=== Trecho selecionado ===

Das modalidades poéticas, talvez seja a arte do repente a que desperta maior curiosidade. Qual criatura em momento de infinda paixão não sentiu a necessidade de exprimir seu amor através de versos? Muitos conseguiram, com maior ou menor maestria, no entanto, poucos se atreveram a criar no instante impreciso, no arranco do grito, versos Decassílabos, Sextilhas ou qualquer outro gênero dessa complexa arte, para brindar sua inspiradora musa. Se nos causa espanto o talento com que esgrimam seus versos os engenhosos menestréis, imagine-se então a surpresa ao constatarmos a presença de mulheres em território tão marcadamente machista. Poucas são as mulheres que enveredam por esse universo e, em verdade, não podemos nos admirar da quase ausência de uma poesia feminina “dada à situação de enclausuramento vivido pela mulher durante anos. Apesar de tudo e todos, tentaram superar os obstáculos e desafiaram a ordem patriarcal que as restringia à esfera domestica” publicando textos às vezes anonimamente ou sob pseudônimos masculinos. Violeiras, emboladoras, aboiadoras, cordelistas desafiaram este espaço tradicionalmente masculino e transfiguraram motes com suas métricas perfeitas que nada deixam a desejar a muito velho cantador. Essa expressiva presença, algumas vezes mimetizada, não buscava ocupar o espaço do outro, porém e principalmente, ocupar o seu próprio espaço antes vazio.

=== Dados fornecidos ===

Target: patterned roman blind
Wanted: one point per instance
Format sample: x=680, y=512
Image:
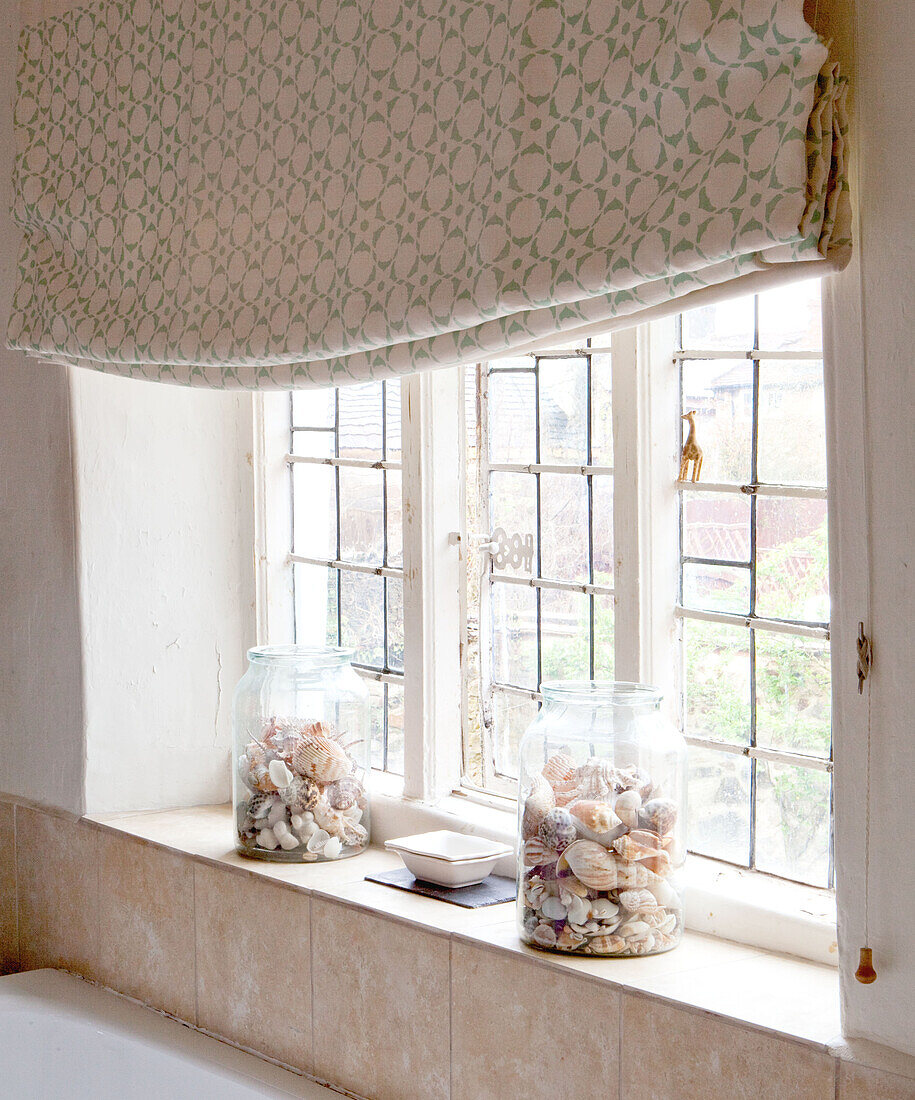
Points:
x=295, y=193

===
=== Dados fornecidos ===

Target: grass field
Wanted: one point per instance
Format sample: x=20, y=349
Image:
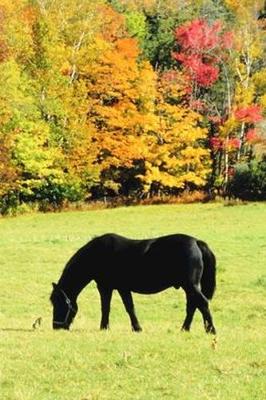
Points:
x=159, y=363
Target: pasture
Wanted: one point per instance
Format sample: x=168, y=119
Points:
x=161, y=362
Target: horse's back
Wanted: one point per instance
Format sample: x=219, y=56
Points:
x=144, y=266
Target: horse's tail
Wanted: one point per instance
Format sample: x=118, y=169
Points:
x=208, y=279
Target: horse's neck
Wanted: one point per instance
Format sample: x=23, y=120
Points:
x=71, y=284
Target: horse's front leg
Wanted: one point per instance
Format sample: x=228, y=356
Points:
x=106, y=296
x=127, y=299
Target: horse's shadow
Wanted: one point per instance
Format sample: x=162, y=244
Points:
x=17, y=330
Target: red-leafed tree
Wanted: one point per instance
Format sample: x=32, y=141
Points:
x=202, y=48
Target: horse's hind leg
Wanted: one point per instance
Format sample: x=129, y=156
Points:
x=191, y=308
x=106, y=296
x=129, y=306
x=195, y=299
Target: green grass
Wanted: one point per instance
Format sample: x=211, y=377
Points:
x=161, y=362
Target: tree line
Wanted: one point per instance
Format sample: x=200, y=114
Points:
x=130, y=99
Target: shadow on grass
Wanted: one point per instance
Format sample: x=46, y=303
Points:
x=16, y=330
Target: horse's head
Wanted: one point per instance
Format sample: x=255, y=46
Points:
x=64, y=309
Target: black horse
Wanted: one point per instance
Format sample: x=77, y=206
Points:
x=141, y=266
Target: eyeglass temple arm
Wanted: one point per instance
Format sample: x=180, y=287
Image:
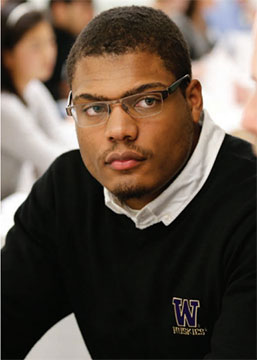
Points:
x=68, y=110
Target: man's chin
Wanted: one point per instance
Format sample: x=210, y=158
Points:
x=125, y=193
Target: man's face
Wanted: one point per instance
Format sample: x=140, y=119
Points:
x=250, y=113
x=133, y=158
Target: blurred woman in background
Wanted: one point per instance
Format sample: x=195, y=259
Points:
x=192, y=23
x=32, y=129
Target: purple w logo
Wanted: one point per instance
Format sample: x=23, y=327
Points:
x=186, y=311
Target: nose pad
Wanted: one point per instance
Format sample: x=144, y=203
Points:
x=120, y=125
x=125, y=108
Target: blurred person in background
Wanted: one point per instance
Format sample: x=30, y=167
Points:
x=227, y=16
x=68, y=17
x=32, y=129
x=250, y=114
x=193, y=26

===
=== Dados fornecidos ===

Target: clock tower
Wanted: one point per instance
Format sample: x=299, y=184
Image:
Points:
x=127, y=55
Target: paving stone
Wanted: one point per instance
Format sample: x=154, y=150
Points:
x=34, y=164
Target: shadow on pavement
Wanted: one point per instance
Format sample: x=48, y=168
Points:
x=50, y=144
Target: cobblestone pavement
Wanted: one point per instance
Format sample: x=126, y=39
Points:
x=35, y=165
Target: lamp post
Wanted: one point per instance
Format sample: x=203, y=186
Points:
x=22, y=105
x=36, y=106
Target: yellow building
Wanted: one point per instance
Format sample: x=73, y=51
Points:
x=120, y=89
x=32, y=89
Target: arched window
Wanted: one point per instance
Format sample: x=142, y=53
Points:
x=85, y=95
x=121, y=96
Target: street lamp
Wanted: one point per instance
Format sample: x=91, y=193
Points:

===

## Instruções do exercício
De acordo com o trecho sobre a presença feminina na arte do repente, de que maneira algumas mulheres publicavam seus textos? Os registros não guardam relação alguma com o trecho.

## Tarefa concluída
Publicavam às vezes anonimamente ou sob pseudônimos masculinos.